▸ **The problem**
Among the records below, how many lines contain "white"? State the number and nothing more.

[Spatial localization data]
----------------------------------------
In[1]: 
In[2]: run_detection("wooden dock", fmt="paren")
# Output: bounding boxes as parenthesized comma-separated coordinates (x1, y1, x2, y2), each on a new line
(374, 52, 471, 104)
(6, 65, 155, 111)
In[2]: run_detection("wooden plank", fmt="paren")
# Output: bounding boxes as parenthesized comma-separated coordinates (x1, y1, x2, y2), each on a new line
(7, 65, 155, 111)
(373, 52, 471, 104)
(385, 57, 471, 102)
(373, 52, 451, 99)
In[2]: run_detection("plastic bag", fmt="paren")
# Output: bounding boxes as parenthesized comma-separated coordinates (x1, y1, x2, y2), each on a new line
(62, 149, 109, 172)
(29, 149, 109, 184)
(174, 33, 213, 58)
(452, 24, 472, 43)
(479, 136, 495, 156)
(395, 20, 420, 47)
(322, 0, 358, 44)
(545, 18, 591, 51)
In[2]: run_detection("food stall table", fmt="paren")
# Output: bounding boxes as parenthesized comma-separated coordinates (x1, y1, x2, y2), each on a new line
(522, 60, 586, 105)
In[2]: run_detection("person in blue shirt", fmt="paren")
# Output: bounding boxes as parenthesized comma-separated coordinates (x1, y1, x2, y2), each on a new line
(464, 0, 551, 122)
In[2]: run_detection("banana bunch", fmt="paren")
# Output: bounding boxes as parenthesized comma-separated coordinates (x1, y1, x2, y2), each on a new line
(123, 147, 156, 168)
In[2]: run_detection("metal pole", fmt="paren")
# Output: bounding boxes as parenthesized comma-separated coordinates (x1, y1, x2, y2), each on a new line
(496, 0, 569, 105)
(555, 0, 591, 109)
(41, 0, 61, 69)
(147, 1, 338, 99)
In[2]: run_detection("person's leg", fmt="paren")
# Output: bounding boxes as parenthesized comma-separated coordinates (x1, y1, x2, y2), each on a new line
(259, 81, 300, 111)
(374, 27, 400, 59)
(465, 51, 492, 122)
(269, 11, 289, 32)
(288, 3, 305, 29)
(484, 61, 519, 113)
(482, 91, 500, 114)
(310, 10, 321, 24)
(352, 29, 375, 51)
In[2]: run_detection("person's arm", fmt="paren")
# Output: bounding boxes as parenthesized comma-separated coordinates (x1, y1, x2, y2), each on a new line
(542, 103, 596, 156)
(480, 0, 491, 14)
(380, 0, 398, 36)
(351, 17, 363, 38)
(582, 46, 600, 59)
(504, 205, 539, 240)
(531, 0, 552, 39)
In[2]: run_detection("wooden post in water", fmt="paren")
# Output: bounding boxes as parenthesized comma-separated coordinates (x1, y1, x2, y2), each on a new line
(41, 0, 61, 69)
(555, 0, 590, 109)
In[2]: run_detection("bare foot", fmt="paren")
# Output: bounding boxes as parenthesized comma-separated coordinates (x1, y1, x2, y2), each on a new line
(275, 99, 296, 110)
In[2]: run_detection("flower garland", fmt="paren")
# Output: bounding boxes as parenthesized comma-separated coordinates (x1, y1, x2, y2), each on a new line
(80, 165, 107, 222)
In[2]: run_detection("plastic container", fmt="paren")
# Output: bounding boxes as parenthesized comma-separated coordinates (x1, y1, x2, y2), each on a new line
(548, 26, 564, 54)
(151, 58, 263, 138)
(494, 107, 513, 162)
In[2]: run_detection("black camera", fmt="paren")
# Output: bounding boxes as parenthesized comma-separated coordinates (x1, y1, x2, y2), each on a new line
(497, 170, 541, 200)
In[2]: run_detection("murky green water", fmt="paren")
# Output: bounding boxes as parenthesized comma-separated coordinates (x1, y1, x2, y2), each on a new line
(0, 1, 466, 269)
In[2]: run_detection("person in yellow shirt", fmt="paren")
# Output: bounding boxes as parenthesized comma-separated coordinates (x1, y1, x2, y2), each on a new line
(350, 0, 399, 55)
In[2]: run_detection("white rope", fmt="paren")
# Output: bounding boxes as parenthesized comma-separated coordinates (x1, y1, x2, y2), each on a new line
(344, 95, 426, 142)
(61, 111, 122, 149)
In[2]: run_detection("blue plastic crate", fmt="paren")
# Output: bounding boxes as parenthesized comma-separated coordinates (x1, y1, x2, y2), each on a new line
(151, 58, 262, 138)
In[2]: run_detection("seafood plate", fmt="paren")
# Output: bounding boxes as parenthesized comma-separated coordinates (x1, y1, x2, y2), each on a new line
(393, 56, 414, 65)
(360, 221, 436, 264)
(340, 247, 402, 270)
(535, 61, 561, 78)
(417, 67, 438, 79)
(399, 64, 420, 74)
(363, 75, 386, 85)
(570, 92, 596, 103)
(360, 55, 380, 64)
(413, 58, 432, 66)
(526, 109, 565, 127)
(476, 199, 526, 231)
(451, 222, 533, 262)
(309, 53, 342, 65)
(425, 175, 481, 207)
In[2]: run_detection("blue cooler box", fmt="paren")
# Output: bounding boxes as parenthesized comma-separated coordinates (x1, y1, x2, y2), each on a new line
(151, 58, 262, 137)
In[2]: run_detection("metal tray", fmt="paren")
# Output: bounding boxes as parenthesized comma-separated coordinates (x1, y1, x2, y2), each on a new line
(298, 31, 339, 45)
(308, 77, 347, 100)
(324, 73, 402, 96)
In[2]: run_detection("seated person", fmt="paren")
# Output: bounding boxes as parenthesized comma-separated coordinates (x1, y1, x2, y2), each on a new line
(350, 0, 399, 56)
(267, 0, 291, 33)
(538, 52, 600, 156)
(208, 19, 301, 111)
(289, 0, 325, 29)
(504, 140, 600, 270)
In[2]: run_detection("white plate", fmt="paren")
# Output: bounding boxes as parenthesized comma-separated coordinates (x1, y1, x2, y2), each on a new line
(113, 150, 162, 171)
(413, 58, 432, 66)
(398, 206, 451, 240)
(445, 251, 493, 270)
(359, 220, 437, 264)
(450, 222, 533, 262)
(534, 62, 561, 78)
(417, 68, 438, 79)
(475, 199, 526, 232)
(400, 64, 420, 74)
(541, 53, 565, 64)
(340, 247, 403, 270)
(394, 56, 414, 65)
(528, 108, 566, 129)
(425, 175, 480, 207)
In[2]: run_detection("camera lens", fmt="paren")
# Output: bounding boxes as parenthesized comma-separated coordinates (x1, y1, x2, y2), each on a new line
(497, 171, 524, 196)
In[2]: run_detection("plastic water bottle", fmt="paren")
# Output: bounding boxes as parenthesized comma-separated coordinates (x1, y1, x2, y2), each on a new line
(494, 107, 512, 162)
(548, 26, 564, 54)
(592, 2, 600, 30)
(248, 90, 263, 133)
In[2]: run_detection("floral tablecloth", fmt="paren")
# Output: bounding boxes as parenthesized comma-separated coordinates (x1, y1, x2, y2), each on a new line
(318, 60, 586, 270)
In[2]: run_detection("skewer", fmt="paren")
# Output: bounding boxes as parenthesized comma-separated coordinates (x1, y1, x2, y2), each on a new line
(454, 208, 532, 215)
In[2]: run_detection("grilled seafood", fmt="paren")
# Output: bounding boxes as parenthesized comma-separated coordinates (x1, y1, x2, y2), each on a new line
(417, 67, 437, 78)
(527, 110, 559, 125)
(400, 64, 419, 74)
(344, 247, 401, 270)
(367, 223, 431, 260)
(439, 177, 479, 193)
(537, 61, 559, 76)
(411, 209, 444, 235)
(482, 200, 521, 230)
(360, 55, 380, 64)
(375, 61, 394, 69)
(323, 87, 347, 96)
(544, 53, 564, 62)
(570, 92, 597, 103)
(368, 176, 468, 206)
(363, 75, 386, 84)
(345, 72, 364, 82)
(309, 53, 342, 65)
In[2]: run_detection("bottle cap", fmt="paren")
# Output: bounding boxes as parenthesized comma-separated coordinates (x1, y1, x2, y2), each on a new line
----------------------------------------
▸ **Task answer**
2